>>

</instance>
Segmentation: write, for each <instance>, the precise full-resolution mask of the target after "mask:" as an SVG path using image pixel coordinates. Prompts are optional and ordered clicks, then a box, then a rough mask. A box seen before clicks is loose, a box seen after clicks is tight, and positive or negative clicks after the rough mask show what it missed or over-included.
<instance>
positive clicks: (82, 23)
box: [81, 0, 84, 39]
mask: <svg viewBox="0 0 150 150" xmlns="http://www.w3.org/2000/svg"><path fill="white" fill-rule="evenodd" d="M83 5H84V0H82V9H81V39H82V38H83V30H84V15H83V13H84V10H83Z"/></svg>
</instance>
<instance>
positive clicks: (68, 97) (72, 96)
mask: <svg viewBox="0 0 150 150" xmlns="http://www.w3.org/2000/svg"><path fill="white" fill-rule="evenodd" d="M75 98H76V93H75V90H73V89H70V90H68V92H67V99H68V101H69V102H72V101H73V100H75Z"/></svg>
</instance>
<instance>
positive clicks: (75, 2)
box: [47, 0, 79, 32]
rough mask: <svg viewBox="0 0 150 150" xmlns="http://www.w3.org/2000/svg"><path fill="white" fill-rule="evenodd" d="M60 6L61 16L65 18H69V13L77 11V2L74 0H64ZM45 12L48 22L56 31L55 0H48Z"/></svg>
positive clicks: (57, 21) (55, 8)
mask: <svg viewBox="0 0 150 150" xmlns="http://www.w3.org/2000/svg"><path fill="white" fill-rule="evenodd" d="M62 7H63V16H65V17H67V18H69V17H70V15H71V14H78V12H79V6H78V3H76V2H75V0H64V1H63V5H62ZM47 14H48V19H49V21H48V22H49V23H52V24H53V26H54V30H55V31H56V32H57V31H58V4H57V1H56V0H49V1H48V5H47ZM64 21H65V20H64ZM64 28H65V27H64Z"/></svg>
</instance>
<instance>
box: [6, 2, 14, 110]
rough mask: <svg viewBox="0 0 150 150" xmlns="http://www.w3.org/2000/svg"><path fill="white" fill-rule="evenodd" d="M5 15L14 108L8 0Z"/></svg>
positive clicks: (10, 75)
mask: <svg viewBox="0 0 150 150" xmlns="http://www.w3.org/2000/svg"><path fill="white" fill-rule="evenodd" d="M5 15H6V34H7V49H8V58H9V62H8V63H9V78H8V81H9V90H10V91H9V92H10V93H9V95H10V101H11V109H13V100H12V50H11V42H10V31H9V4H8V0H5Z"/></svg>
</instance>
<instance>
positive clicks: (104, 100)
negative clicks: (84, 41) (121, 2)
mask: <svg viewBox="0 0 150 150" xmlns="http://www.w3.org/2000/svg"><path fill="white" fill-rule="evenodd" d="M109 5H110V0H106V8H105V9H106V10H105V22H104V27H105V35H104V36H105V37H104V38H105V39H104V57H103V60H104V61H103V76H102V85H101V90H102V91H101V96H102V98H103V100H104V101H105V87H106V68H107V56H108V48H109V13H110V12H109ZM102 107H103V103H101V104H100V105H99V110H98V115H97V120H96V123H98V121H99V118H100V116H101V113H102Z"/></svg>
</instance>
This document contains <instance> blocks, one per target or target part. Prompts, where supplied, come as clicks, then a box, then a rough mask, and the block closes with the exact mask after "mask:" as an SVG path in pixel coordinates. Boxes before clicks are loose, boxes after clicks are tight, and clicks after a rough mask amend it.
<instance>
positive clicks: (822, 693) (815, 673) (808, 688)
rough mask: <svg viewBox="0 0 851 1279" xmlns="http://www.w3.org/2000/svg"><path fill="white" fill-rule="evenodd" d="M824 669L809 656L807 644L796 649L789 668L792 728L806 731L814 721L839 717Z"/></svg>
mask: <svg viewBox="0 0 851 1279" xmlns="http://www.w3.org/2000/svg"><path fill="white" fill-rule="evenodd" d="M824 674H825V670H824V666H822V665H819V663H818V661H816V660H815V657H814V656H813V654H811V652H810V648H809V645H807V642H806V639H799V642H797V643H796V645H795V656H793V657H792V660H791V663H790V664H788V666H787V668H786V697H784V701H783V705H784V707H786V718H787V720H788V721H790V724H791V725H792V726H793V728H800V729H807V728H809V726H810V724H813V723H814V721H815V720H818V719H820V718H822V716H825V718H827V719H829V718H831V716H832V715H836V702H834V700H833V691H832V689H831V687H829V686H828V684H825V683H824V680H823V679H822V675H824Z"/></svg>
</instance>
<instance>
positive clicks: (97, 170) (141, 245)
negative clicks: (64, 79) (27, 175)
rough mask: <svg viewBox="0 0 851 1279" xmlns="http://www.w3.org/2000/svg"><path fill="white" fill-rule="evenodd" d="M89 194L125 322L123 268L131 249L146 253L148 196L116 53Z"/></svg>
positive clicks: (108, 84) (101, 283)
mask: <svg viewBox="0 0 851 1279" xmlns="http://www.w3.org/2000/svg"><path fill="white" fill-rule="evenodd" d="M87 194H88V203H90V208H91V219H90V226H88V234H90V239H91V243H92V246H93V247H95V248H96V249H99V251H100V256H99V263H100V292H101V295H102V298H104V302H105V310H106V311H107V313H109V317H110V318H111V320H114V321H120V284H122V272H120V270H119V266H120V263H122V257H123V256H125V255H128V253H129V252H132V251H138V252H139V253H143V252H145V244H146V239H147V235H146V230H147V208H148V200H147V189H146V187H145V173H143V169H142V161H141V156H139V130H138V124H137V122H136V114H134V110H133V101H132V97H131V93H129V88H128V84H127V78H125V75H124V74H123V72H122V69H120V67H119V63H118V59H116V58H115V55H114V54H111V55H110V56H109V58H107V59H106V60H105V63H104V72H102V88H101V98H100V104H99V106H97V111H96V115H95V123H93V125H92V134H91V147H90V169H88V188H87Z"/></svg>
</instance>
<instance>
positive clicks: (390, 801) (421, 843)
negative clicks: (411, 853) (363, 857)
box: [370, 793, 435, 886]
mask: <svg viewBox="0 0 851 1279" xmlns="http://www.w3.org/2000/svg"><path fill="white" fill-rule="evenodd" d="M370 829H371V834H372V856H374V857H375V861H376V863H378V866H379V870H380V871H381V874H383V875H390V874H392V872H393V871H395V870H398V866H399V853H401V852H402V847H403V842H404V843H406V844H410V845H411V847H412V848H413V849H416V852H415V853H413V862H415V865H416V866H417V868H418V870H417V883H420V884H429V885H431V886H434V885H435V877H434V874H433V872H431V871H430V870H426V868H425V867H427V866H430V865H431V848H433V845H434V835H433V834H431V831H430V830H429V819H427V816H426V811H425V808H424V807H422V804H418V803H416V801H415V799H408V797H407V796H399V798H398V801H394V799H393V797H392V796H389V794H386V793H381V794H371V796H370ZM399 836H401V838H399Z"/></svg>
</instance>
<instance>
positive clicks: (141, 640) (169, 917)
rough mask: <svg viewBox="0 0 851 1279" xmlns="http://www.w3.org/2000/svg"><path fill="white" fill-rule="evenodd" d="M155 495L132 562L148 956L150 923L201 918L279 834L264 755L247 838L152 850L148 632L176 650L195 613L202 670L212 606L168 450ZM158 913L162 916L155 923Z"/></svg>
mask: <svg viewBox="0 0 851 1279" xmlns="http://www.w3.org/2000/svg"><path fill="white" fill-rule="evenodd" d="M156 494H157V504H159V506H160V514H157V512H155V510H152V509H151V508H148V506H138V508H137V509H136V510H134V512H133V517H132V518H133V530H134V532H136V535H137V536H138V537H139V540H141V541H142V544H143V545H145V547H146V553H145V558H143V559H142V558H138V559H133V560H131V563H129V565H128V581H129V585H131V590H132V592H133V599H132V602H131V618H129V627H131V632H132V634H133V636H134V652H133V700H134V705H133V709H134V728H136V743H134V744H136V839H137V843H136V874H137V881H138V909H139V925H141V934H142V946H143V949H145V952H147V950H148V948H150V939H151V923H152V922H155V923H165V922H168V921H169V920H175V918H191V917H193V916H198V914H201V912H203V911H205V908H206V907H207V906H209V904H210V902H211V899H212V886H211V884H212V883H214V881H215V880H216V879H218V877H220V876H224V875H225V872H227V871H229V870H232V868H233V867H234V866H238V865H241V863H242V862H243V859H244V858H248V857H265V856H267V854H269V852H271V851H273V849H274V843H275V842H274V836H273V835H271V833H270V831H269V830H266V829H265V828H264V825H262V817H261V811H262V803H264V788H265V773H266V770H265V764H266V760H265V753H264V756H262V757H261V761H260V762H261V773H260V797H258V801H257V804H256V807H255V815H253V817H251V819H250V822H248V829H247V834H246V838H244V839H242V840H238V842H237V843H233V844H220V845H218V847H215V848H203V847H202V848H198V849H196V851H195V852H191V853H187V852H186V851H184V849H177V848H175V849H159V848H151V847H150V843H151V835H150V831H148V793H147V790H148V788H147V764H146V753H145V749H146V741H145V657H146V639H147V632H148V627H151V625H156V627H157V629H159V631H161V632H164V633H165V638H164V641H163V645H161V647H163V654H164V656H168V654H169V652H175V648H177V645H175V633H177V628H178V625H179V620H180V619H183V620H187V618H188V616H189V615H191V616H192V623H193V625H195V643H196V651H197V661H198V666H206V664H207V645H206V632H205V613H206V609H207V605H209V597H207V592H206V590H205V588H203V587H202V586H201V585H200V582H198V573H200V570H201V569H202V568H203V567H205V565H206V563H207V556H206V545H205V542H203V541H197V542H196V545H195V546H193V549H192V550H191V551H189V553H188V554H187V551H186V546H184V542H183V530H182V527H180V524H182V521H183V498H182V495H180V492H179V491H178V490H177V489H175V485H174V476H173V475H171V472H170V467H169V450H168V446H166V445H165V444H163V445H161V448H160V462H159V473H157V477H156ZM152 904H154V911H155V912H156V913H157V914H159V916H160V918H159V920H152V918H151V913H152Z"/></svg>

<<

▸ DESCRIPTION OF THE TASK
Report the number of lines in the records that include the string "then", and write no other words.

▸ TASK RESPONSE
2